List every feature of a lesion image that the passage on SHAP heatmaps below names as something the model might highlight or focus on.

Source passage |
-- Opening Marker --
How SHAP works in this context: SHAP assigns each pixel region a contribution score indicating how much it pushed the prediction toward malignant or benign. In the resulting heatmaps, red regions indicate features that increase the probability of a malignant melanoma classification, while blue regions indicate features that decrease it. The saliency of a region of interest is measured by the sum of the intensity of its feature contributions for a given class.

Clinical relevance: This interpretability layer is not just an academic exercise. Dermatologists are unlikely to adopt a classification system they cannot understand or verify. By showing which parts of a lesion image drove the prediction, SHAP heatmaps allow clinicians to cross-reference the AI's reasoning against their own clinical judgment. If the model highlights the same irregular border or color variation that a dermatologist would flag, confidence in the result increases. Conversely, if the model focuses on irrelevant artifacts (such as hair or ruler markings), clinicians can identify unreliable predictions.
-- Closing Marker --
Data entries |
-- Opening Marker --
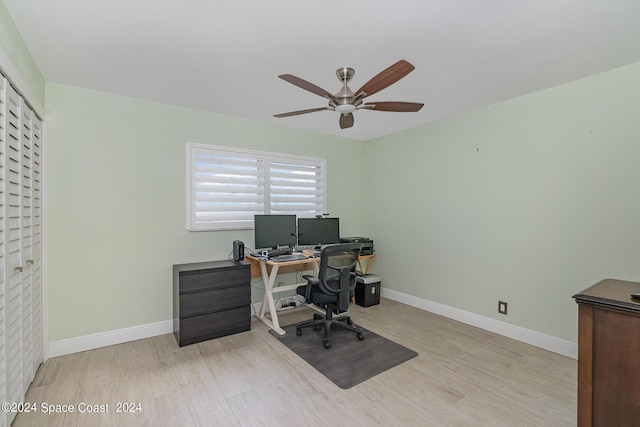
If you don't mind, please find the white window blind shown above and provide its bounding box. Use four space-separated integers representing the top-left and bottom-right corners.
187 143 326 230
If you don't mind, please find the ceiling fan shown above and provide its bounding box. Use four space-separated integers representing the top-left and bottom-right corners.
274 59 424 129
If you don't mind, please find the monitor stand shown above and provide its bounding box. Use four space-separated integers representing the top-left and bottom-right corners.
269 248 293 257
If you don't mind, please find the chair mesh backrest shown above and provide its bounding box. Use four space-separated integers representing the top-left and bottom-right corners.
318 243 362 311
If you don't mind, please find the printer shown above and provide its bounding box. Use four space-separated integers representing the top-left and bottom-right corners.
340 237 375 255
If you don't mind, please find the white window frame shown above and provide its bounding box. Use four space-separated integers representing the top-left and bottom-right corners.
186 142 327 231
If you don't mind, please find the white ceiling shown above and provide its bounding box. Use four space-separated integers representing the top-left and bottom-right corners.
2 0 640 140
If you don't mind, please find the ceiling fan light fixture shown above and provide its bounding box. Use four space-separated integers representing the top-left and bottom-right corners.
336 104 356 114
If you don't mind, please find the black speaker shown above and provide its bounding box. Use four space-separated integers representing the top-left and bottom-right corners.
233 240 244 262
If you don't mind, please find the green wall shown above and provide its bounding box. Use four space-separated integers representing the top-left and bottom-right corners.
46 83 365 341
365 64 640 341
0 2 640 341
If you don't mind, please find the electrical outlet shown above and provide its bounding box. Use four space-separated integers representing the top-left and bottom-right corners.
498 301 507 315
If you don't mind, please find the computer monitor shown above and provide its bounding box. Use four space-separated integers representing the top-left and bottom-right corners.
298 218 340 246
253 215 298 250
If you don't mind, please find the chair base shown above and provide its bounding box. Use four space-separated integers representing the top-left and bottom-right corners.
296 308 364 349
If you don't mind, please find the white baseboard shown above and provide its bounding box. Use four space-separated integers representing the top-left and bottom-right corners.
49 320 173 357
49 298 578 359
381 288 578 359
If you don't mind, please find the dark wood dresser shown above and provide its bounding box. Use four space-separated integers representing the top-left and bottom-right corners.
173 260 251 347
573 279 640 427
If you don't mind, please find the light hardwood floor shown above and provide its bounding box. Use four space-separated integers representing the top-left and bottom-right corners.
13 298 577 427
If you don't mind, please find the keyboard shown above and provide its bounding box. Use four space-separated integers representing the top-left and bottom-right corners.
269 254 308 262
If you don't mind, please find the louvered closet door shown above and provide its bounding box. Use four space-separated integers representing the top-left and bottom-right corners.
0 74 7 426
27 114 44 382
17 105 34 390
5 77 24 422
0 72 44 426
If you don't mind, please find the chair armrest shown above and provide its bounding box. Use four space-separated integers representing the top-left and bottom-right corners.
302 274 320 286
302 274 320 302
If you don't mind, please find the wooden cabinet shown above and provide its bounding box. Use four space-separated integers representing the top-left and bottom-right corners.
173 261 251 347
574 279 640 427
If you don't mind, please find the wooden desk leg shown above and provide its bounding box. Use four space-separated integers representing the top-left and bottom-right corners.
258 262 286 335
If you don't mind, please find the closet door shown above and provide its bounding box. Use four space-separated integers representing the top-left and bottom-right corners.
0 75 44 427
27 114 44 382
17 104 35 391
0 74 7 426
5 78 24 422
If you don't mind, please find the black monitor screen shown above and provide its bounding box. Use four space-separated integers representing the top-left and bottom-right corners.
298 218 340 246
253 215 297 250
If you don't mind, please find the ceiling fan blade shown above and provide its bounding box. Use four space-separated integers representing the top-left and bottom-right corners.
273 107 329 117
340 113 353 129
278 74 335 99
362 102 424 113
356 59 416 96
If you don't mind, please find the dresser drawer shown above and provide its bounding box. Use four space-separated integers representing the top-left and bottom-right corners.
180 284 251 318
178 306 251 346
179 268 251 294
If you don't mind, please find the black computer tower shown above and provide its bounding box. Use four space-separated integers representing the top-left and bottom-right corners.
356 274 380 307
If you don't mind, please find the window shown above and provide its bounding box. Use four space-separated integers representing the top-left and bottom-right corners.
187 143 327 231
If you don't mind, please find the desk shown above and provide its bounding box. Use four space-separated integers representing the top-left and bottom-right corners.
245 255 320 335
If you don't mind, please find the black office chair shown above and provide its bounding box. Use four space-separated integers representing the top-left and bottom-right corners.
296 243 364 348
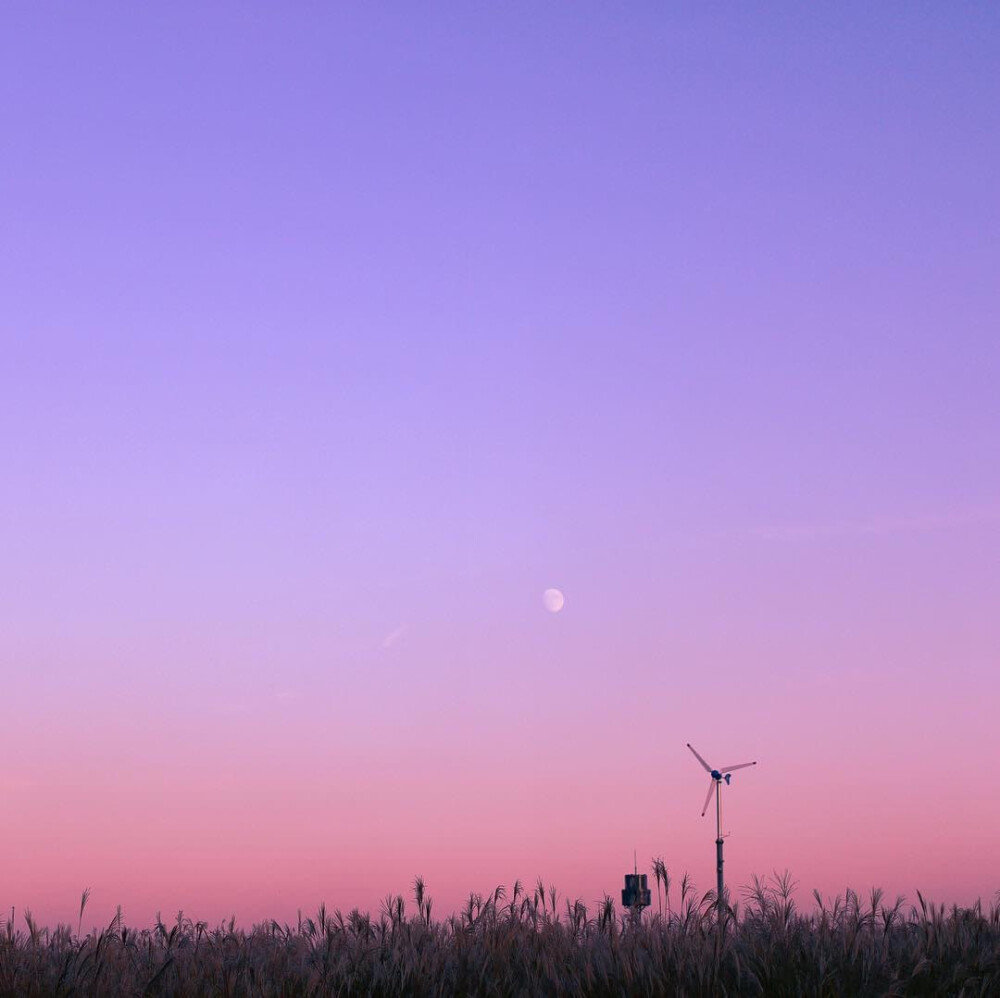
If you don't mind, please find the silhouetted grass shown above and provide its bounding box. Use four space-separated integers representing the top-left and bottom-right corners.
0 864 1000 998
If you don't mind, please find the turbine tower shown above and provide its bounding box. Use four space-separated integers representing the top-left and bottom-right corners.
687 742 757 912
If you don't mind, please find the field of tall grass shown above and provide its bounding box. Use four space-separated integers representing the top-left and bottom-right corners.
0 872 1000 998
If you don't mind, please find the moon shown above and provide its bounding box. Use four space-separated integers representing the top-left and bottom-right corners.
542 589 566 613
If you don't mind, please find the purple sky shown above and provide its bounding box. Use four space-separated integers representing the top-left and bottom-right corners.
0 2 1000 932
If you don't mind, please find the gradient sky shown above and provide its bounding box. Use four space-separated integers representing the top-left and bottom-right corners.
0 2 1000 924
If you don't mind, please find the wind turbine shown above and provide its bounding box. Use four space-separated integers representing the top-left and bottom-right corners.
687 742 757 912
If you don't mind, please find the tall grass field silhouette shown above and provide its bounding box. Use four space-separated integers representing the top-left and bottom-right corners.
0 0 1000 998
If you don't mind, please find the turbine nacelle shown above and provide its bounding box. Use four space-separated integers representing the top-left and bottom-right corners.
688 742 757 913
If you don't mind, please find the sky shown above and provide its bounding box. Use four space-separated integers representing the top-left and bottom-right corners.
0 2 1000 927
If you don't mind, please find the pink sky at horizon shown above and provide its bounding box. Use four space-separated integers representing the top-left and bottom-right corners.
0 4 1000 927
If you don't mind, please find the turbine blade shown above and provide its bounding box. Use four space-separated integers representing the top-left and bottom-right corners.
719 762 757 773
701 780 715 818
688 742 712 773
-- Closing Marker --
Solution |
- irregular border
- color variation
- hair
- ruler markings